What is asked: Please put every line of the records below into a Markdown table with two columns: "No." for the row number and "Line" for the line itself. Leave out blank lines.

***** Data for this exercise *****

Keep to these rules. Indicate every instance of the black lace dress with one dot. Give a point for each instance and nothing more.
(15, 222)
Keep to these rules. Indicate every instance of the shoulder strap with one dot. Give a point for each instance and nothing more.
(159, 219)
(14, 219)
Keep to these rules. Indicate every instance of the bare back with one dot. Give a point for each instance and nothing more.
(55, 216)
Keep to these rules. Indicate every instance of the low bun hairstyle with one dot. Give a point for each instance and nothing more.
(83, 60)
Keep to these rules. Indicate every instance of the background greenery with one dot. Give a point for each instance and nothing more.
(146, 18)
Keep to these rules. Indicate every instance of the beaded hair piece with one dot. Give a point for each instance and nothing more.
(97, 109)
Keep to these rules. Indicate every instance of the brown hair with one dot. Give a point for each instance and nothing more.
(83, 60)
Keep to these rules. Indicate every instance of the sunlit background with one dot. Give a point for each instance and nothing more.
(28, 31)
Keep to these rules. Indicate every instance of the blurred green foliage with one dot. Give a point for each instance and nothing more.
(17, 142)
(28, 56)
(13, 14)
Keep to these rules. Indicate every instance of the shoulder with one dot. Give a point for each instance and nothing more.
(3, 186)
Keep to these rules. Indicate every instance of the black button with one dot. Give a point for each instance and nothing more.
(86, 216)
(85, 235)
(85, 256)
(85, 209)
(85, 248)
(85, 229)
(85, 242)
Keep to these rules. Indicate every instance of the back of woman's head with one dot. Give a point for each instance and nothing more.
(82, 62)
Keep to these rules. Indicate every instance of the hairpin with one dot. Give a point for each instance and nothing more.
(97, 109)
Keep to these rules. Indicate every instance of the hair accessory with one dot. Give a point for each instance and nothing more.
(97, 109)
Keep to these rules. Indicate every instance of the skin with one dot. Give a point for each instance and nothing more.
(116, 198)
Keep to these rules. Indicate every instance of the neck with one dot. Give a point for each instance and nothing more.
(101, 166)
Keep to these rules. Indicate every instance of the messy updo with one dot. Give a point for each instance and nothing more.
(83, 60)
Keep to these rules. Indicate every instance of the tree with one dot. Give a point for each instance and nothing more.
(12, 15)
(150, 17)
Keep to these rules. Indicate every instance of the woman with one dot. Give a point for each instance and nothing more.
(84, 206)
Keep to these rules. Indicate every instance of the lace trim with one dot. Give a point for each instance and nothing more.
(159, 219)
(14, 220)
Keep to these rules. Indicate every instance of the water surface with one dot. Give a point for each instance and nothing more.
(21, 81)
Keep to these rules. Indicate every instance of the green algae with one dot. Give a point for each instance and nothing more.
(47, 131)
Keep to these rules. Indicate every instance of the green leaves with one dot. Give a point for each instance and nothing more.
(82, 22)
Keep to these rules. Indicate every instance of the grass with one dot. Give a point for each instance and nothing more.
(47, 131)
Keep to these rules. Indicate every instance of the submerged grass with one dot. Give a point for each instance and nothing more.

*****

Worked solution:
| No. | Line |
|---|---|
| 1 | Keep to these rules. Indicate every instance of the black lace dress with one dot. Give a point for each instance and nothing more. |
| 2 | (15, 222) |
| 3 | Keep to these rules. Indicate every instance of the shoulder strap with one dot. Give a point for each instance and nothing more. |
| 4 | (159, 219) |
| 5 | (14, 219) |
| 6 | Keep to these rules. Indicate every instance of the bare back with one dot. Give a point for each instance and nothing more. |
| 7 | (55, 216) |
| 8 | Keep to these rules. Indicate every instance of the low bun hairstyle with one dot. Give a point for each instance and nothing more. |
| 9 | (83, 60) |
| 10 | Keep to these rules. Indicate every instance of the background greenery with one dot. Give a point for each instance and nothing more. |
| 11 | (146, 18) |
| 12 | Keep to these rules. Indicate every instance of the beaded hair piece with one dot. Give a point for each instance and nothing more. |
| 13 | (97, 109) |
| 14 | Keep to these rules. Indicate every instance of the brown hair with one dot. Give a point for each instance and nothing more. |
| 15 | (83, 60) |
| 16 | Keep to these rules. Indicate every instance of the sunlit background with one dot. Give a point for each instance and nothing more. |
| 17 | (28, 31) |
| 18 | Keep to these rules. Indicate every instance of the blurred green foliage with one dot. Give a point for each instance and nothing more. |
| 19 | (17, 142) |
| 20 | (28, 56) |
| 21 | (13, 14) |
| 22 | Keep to these rules. Indicate every instance of the shoulder with one dot. Give a point for each instance and nothing more. |
| 23 | (3, 186) |
| 24 | Keep to these rules. Indicate every instance of the black button with one dot. Give a point for each instance and nothing more. |
| 25 | (86, 216) |
| 26 | (85, 235) |
| 27 | (85, 256) |
| 28 | (85, 209) |
| 29 | (85, 248) |
| 30 | (85, 229) |
| 31 | (85, 242) |
| 32 | Keep to these rules. Indicate every instance of the back of woman's head with one dot. Give a point for each instance and nothing more. |
| 33 | (82, 62) |
| 34 | Keep to these rules. Indicate every instance of the hairpin with one dot. Give a point for each instance and nothing more. |
| 35 | (97, 109) |
| 36 | Keep to these rules. Indicate every instance of the hair accessory with one dot. Give a point for each instance and nothing more. |
| 37 | (97, 109) |
| 38 | Keep to these rules. Indicate every instance of the skin with one dot. Give a point for each instance and nothing more. |
| 39 | (116, 198) |
| 40 | Keep to these rules. Indicate every instance of the neck with one dot. Give a point for each instance and nothing more. |
| 41 | (101, 166) |
| 42 | Keep to these rules. Indicate every instance of the messy updo with one dot. Give a point for each instance and nothing more. |
| 43 | (83, 60) |
| 44 | Keep to these rules. Indicate every instance of the tree with one dot. Give a point for each instance and nothing more. |
| 45 | (12, 15) |
| 46 | (150, 17) |
| 47 | Keep to these rules. Indicate every instance of the woman with one dot. Give a point for each instance and nothing more. |
| 48 | (84, 206) |
| 49 | Keep to these rules. Indicate every instance of the lace trim with one dot. Give a point for each instance and nothing more. |
| 50 | (159, 219) |
| 51 | (14, 220) |
| 52 | Keep to these rules. Indicate every instance of the water surface with one dot. Give a point for each instance and nothing more. |
| 53 | (21, 81) |
| 54 | Keep to these rules. Indicate every instance of the green algae with one dot. Give a point for each instance and nothing more. |
| 55 | (47, 131) |
| 56 | Keep to these rules. Indicate every instance of the green leaves with one dot. Give a point for each instance and nothing more. |
| 57 | (82, 22) |
| 58 | Keep to these rules. Indicate every instance of the grass with one dot. Give a point for each instance and nothing more. |
| 59 | (47, 131) |
| 60 | Keep to these rules. Indicate every instance of the submerged grass with one dot. Give a point for each instance and nothing more. |